-------- EXERCISE MATERIALS --------
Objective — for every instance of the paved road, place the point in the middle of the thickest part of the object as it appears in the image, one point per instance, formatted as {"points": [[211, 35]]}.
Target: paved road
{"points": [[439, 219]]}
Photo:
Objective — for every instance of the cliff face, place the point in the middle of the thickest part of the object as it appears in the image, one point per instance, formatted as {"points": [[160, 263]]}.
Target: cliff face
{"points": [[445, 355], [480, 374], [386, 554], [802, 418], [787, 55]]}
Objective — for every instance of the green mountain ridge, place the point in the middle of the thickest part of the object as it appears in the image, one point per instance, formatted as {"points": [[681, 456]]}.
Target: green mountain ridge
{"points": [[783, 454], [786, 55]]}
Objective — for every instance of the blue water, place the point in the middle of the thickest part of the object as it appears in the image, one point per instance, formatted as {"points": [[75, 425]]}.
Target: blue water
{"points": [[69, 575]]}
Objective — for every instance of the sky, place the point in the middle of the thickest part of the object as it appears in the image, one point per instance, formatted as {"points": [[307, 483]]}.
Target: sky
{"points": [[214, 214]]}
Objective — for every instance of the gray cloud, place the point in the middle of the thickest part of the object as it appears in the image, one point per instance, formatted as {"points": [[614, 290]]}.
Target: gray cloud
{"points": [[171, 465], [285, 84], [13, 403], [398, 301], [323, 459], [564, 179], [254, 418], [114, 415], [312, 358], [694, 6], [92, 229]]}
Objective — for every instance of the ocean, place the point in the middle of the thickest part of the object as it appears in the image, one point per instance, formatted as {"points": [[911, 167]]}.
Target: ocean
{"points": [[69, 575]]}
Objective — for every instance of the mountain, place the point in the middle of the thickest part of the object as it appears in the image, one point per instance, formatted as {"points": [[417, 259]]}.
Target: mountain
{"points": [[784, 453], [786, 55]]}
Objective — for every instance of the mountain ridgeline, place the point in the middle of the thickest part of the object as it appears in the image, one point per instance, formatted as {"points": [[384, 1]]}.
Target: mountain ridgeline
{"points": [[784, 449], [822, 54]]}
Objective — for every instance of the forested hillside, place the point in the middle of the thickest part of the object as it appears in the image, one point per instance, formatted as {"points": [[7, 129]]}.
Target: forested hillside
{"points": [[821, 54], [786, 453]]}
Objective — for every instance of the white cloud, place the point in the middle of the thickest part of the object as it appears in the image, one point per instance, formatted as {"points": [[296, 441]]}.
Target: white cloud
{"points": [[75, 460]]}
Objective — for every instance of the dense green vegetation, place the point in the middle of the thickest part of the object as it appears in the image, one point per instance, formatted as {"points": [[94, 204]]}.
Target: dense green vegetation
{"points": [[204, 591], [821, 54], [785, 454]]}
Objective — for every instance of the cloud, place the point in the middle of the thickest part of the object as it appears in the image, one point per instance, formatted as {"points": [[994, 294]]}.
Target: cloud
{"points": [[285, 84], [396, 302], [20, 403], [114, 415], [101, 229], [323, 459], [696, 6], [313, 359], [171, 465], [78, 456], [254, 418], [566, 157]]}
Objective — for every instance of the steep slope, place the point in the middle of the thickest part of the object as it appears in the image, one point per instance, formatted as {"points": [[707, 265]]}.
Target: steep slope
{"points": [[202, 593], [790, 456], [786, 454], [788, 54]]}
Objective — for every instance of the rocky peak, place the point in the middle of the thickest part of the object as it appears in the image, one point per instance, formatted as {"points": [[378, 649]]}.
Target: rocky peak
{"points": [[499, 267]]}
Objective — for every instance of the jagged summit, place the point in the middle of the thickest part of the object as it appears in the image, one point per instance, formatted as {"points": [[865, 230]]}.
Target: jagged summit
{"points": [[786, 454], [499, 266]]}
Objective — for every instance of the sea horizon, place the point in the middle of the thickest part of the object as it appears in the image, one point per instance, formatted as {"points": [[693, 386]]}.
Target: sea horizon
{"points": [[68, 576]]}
--------
Rewrite every line of the items above as a JSON array of strings, one string per line, and omit any blank lines.

[
  "Objective — for every instance of the paved road, place the point in the middle of the thickest part of the object as it appears in the image, one point per instance, formatted as {\"points\": [[211, 35]]}.",
  "Target: paved road",
  "{\"points\": [[439, 219]]}",
  "Photo:",
  "Objective — for every instance of the cliff face, place the point in the middle of the thickest part of the object as it appears in the image, one point per instance, formatted as {\"points\": [[160, 263]]}.",
  "Target: cliff face",
  "{\"points\": [[445, 355], [480, 374], [386, 554], [802, 418], [787, 55]]}",
  "Objective — for every instance of the green mountain ridge, place the point in the middle of the thickest part of the object as it appears in the image, one point per instance, formatted as {\"points\": [[681, 456]]}.",
  "Target: green mountain ridge",
  "{\"points\": [[783, 454], [786, 55]]}",
  "Objective — for every instance of the blue water, place the point in the middle of the thickest part of the object as it appears in the image, one point per instance, formatted as {\"points\": [[75, 425]]}.",
  "Target: blue water",
  "{\"points\": [[69, 575]]}",
  "Objective — for every instance of the sky, place the point in the middle of the thickest part of the object as it appears in the image, one point per instance, formatted as {\"points\": [[307, 483]]}.",
  "Target: sky",
  "{\"points\": [[214, 214]]}",
  "Objective — for every instance of the gray cloud, place the point in the middle of the thickest part of the object as it appears in the image, one point per instance, formatted as {\"points\": [[614, 290]]}.",
  "Target: gray cloud",
  "{\"points\": [[171, 465], [285, 84], [13, 403], [398, 301], [323, 459], [564, 179], [254, 418], [114, 415], [312, 358], [694, 6], [92, 229]]}",
  "Objective — for every instance of the ocean, place the point in the middle of the thickest part of the object as it appears in the image, one point per instance, formatted as {\"points\": [[911, 167]]}.",
  "Target: ocean",
  "{\"points\": [[69, 575]]}",
  "Objective — for every instance of the mountain, place the point in the middle of the thickest part of the object as it appears in the image, one point per instance, formatted as {\"points\": [[417, 259]]}.",
  "Target: mountain",
  "{\"points\": [[784, 453], [786, 55]]}",
  "Objective — for every instance of the mountain ridgeline, place the point in the middle of the thickest part of the object as it appears in the image, one point per instance, formatted as {\"points\": [[384, 1]]}.",
  "Target: mountain ridgeline",
  "{\"points\": [[784, 449], [822, 54]]}",
  "Objective — for every instance of the forested hillside, place the point in the middle of the thickest part of the object as it appears in the image, one point per instance, formatted as {\"points\": [[7, 129]]}.",
  "Target: forested hillside",
  "{\"points\": [[821, 54], [786, 453]]}",
  "Objective — for every instance of the white cloud, place the point in the middle of the thickest part of the object as it appears in the image, one point per instance, formatted as {\"points\": [[296, 441]]}.",
  "Target: white cloud",
  "{\"points\": [[75, 460]]}",
  "Objective — for every instance of the dense green vegetation, place the point in the middle of the thickest part of the object as it appears in the image, one point per instance, formatted as {\"points\": [[94, 204]]}.",
  "Target: dense green vegetation",
  "{\"points\": [[204, 591], [821, 54], [785, 454]]}",
  "Objective — for every instance of the cloud, place the point in the middle of the thickest part of the object as it appears in the image, one point per instance, formatted as {\"points\": [[994, 294]]}.",
  "Target: cloud",
  "{\"points\": [[285, 84], [396, 302], [20, 403], [114, 415], [101, 229], [323, 459], [696, 6], [313, 359], [171, 465], [78, 456], [254, 418], [566, 157]]}",
  "Objective — for every instance of the steep slope, place the point in the middle of the thickest part of the object as it appears in the image, one point per instance, formatted as {\"points\": [[707, 265]]}.",
  "Target: steep slope",
  "{\"points\": [[202, 593], [790, 456], [786, 454], [788, 54]]}",
  "Objective — for every instance of the rocky peak, place the point in the middle of the thickest part of the object as it appears in the image, one point per instance, formatted as {\"points\": [[378, 649]]}.",
  "Target: rocky peak",
  "{\"points\": [[499, 267]]}",
  "Objective — for every instance of the jagged summit, place the point in the middle of the thickest part of the object as it appears in the image, one point per instance, formatted as {\"points\": [[865, 230]]}.",
  "Target: jagged summit",
  "{\"points\": [[786, 454], [499, 266]]}",
  "Objective — for every instance of the sea horizon, place the point in the middle of the thickest part of the object as it appears in the image, one point per instance, formatted as {\"points\": [[693, 386]]}.",
  "Target: sea horizon",
  "{\"points\": [[68, 576]]}"
]